[Saved entries]
* * *
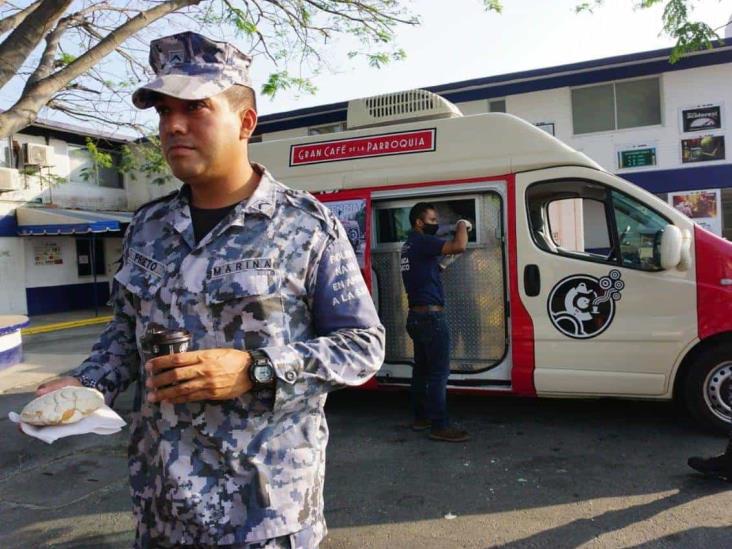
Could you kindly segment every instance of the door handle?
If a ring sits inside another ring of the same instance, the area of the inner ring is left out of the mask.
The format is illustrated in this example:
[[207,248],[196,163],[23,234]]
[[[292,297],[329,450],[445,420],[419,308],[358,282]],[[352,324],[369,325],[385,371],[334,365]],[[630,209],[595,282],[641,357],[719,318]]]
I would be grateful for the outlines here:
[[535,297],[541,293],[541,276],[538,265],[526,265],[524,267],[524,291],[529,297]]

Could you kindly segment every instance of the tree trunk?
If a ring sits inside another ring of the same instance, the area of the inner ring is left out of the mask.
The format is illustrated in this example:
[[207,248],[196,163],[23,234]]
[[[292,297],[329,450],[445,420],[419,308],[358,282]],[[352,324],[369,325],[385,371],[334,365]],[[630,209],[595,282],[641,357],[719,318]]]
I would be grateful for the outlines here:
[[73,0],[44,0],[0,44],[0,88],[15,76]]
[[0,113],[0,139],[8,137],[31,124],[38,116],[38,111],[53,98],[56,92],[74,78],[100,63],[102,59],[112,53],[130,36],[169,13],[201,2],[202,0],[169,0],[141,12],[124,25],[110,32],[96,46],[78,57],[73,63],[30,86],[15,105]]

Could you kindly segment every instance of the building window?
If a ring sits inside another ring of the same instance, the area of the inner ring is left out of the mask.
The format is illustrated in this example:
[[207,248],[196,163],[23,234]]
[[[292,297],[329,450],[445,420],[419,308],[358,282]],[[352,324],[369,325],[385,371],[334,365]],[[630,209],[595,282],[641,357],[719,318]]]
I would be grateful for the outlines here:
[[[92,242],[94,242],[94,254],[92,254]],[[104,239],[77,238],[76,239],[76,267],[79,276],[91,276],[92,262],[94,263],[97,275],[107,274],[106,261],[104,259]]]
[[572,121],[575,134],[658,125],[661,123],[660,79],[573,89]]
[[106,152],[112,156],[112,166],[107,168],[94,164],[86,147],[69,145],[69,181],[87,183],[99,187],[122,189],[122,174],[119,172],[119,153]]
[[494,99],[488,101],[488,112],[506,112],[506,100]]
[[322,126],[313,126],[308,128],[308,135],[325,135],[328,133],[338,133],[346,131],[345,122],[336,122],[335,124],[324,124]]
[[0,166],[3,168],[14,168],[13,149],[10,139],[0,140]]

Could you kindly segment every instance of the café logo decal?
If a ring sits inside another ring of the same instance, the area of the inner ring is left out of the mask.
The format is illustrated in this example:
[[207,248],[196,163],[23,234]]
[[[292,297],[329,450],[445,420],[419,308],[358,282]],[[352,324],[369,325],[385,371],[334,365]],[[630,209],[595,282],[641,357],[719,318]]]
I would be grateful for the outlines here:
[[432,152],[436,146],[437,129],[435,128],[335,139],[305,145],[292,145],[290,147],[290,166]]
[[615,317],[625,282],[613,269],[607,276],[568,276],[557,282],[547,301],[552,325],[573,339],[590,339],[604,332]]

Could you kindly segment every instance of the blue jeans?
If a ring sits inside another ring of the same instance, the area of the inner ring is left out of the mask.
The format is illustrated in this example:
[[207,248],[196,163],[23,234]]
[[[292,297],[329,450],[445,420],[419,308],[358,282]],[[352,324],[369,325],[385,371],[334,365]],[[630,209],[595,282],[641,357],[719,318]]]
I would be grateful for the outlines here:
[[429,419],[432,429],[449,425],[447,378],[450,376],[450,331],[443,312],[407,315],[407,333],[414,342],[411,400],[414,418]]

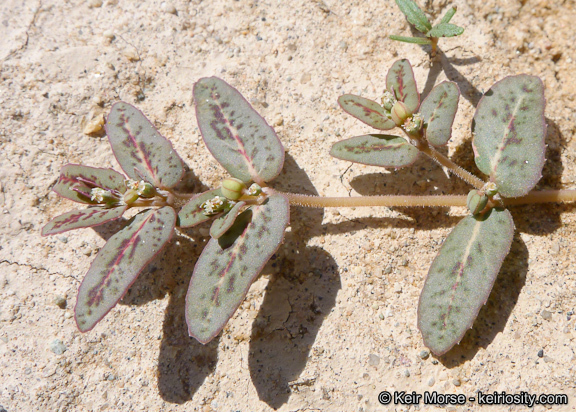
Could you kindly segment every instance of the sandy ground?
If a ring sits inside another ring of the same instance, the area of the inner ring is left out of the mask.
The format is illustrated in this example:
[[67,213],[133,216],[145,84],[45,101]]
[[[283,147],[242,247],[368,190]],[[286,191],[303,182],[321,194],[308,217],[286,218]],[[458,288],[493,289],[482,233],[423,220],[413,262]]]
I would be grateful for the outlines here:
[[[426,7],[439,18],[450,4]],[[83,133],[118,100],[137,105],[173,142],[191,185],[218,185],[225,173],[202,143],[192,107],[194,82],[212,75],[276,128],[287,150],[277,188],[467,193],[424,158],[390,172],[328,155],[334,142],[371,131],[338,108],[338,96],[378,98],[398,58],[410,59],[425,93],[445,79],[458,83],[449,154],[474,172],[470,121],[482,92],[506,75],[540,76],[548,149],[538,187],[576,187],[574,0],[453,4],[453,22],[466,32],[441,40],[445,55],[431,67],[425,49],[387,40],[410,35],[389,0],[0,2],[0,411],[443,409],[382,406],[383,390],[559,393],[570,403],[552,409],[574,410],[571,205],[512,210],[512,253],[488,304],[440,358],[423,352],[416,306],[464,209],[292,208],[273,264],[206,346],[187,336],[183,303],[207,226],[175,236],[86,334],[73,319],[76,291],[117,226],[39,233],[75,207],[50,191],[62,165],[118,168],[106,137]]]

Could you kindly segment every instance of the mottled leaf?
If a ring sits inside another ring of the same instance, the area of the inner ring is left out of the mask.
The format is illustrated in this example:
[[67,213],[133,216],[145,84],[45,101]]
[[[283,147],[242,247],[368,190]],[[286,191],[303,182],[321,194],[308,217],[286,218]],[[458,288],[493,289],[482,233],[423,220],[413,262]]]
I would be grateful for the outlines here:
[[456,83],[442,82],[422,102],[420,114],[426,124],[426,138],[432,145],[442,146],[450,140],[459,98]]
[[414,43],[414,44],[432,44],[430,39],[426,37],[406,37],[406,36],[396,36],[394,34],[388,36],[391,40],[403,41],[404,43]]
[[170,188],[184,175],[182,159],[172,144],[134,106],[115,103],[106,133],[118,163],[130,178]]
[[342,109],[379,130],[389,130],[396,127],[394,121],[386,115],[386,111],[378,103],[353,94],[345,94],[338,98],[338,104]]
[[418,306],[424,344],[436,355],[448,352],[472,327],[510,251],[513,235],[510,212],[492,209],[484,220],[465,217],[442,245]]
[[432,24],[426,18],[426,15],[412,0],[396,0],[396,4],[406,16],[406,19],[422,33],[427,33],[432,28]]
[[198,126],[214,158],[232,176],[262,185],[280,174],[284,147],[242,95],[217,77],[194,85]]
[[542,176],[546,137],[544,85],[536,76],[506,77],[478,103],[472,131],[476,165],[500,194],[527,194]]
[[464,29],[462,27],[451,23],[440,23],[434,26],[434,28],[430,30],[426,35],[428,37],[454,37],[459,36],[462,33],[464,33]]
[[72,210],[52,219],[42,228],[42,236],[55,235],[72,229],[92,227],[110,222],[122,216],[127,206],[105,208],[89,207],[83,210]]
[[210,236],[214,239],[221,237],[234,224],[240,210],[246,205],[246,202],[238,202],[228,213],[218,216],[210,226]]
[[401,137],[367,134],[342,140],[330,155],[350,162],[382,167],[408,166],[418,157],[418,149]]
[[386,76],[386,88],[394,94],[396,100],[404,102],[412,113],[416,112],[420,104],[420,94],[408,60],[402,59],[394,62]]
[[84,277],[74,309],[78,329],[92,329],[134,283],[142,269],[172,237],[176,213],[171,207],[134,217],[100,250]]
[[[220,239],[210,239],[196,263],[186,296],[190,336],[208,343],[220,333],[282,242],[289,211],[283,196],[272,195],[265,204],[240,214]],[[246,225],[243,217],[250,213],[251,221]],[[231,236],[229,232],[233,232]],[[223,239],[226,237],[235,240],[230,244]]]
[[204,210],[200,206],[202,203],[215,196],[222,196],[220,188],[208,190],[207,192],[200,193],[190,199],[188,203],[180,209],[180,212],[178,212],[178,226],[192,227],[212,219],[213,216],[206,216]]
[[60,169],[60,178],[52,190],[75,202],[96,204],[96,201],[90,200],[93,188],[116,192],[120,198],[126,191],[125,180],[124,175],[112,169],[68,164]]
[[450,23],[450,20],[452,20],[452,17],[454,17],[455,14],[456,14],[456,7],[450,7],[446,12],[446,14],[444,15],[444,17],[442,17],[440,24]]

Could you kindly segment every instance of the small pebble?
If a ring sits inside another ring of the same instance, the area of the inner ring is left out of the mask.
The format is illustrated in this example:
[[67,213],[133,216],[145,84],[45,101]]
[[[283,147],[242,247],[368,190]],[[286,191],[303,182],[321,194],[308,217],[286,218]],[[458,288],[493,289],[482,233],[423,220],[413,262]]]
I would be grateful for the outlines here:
* * *
WHAT THE EXERCISE ASKS: Repeat only the lines between the start of the data and the line with "Could you kindly segment every instance of the tree", including those two lines, and skip the pictures.

EXPECTED OUTPUT:
Could you kindly segment every instance of the door handle?
If a ring sits inside another ring of the same instance, the area of the inner ring is left out of the mask.
The format is illustrated in this example:
[[207,248],[196,163],[23,234]]
[[[292,297],[329,450],[445,420],[419,308],[358,282]],[[352,324],[369,325],[385,371],[334,365]],[[630,209],[595,282],[641,357],[719,318]]]
I would be grateful for the outlines here:
[[535,297],[541,293],[541,276],[538,265],[526,265],[524,267],[524,291],[529,297]]

Could you kindly segment every instance of the tree trunk?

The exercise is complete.